▶ _Information_:
....

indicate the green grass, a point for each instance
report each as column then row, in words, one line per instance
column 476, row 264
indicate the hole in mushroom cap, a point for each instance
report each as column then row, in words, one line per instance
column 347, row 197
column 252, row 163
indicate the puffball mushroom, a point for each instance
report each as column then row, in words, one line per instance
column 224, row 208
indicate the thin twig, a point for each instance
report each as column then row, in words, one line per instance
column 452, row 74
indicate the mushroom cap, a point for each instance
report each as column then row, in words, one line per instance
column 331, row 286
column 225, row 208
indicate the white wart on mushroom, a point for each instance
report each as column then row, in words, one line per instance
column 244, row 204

....

▶ _Exercise description_: Write out each line above that contains the word "point".

▶ _Solution for this problem_:
indicate the green grass, a point for each instance
indicate the hole in mushroom cap, a point for each instance
indicate the puffball mushroom, a point for each instance
indicate the thin twig, a point for each instance
indicate the mushroom cap, a point for each instance
indicate the white wart on mushroom, a point for each instance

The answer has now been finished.